— What to work on —
Please give the entries as a Markdown table with the columns Number and Entry line, starting with the line that contains "Tag the blue" and going on through the line that contains "<point>308,359</point>". Leave out blank lines.

[Data items]
((
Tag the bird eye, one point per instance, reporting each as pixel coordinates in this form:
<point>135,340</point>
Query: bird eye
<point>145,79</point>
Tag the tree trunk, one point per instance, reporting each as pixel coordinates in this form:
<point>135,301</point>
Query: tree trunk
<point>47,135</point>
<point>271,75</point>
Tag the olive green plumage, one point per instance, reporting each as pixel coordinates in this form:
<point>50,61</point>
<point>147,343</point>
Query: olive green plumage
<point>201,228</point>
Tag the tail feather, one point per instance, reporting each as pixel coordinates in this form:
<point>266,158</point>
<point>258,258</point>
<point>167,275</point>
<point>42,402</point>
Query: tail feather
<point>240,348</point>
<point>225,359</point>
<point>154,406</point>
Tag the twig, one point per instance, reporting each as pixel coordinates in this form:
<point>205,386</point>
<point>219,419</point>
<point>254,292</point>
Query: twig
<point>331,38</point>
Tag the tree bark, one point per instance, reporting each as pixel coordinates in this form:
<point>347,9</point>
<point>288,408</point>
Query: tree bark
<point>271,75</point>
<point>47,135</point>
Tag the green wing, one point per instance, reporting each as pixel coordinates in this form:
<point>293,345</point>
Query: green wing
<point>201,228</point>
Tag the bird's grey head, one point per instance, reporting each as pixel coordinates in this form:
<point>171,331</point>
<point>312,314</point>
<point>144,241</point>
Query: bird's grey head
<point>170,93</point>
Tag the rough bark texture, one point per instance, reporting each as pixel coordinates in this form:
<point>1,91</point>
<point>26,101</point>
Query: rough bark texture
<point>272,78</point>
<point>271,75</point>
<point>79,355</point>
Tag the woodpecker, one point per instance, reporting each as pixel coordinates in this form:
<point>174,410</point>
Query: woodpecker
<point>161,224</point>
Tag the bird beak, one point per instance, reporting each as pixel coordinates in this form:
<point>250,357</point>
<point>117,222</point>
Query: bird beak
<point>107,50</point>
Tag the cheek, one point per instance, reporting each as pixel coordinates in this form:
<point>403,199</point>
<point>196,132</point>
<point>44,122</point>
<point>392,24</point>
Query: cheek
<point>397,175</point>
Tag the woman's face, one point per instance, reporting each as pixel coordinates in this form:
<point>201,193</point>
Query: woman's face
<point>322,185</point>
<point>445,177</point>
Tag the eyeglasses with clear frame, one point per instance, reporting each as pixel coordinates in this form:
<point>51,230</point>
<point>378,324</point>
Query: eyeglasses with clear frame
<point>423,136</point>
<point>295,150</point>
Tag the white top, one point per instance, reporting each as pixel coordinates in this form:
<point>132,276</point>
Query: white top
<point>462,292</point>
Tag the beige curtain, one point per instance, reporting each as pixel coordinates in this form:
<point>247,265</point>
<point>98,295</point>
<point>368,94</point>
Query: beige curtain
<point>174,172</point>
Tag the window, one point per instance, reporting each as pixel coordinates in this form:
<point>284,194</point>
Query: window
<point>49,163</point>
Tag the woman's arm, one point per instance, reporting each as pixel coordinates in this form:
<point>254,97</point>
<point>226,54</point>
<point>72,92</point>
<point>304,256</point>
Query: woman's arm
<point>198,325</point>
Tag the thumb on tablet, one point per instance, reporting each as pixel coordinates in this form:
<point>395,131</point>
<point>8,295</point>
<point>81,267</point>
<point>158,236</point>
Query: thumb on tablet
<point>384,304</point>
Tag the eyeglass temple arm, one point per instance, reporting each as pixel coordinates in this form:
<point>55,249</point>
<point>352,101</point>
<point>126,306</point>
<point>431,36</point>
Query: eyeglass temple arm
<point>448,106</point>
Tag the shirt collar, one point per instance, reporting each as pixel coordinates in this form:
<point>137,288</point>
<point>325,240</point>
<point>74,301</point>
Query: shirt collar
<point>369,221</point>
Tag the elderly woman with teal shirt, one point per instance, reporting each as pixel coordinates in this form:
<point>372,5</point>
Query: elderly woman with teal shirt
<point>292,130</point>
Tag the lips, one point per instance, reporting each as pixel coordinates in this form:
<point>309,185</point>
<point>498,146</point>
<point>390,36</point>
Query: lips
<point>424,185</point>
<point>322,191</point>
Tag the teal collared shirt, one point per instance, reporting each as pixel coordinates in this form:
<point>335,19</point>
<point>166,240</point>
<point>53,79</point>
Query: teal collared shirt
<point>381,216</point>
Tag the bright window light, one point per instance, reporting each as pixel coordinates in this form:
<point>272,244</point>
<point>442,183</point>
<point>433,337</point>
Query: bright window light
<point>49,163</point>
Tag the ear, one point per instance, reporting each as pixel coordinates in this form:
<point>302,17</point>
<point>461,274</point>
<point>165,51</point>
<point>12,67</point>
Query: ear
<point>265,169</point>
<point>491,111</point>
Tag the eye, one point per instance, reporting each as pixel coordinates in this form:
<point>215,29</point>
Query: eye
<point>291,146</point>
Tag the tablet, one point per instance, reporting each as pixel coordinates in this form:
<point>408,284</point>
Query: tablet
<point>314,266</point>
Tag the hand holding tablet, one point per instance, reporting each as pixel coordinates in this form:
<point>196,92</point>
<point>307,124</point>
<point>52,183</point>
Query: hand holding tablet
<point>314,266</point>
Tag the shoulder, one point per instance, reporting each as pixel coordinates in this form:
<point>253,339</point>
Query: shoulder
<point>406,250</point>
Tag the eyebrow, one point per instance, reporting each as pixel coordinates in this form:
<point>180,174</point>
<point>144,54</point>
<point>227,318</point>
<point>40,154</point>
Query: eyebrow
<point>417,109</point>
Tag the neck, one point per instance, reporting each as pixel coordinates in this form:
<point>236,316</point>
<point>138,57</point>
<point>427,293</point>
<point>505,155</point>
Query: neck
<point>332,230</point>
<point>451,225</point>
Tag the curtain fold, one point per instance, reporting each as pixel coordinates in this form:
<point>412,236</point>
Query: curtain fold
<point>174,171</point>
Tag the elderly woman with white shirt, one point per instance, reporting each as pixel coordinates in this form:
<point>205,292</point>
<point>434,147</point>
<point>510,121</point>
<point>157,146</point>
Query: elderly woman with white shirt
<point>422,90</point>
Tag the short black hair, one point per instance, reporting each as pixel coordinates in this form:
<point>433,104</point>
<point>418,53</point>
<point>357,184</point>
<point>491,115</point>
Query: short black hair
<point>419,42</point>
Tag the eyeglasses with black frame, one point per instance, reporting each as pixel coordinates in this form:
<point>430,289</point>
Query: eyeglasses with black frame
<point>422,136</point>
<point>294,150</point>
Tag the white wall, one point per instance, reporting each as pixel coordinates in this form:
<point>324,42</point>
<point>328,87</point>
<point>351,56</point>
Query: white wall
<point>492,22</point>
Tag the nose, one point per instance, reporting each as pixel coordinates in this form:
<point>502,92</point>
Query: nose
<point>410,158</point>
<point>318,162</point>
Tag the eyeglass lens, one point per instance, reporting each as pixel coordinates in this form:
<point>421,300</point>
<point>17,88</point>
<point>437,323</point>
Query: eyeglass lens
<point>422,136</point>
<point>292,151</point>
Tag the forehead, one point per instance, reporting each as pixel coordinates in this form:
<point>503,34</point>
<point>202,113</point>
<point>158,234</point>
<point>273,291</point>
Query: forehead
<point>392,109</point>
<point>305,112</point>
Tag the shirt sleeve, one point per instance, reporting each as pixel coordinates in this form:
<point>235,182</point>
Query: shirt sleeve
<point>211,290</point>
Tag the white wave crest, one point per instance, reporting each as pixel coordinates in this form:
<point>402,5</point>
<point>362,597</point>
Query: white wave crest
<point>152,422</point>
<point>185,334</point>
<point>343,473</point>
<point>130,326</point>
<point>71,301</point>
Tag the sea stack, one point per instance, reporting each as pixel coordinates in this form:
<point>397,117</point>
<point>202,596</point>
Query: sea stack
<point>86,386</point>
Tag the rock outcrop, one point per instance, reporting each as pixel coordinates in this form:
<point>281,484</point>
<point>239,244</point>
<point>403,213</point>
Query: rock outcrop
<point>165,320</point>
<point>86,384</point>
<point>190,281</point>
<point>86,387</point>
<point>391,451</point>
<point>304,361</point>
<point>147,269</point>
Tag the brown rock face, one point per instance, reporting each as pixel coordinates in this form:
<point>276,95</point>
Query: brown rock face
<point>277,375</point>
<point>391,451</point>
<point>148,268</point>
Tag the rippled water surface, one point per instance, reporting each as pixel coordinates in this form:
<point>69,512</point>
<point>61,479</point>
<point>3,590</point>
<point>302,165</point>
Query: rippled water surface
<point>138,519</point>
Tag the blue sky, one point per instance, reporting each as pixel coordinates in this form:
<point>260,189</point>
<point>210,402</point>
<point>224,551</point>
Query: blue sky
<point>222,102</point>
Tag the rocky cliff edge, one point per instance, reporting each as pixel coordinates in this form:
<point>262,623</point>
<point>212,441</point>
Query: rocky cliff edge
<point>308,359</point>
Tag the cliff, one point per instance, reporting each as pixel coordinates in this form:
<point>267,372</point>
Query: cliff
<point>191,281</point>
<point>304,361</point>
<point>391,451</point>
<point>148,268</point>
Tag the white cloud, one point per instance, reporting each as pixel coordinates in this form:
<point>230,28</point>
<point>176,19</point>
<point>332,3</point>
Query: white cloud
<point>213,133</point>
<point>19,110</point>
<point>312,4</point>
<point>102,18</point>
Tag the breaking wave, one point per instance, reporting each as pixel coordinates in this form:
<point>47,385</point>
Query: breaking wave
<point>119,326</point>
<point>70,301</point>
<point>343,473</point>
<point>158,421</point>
))
— Reply —
| Number | Entry line |
|---|---|
| 1 | Tag the blue sky, one point per instance, reporting each as pixel coordinates in this form: |
| 2 | <point>260,189</point> |
| 3 | <point>210,402</point> |
| 4 | <point>224,551</point> |
| 5 | Query: blue sky |
| 6 | <point>222,102</point> |
| 7 | Tag the rocky cliff edge, one point per instance, reporting each as pixel coordinates in this form: |
| 8 | <point>262,623</point> |
| 9 | <point>212,441</point> |
| 10 | Query: rocky cliff edge |
| 11 | <point>308,359</point> |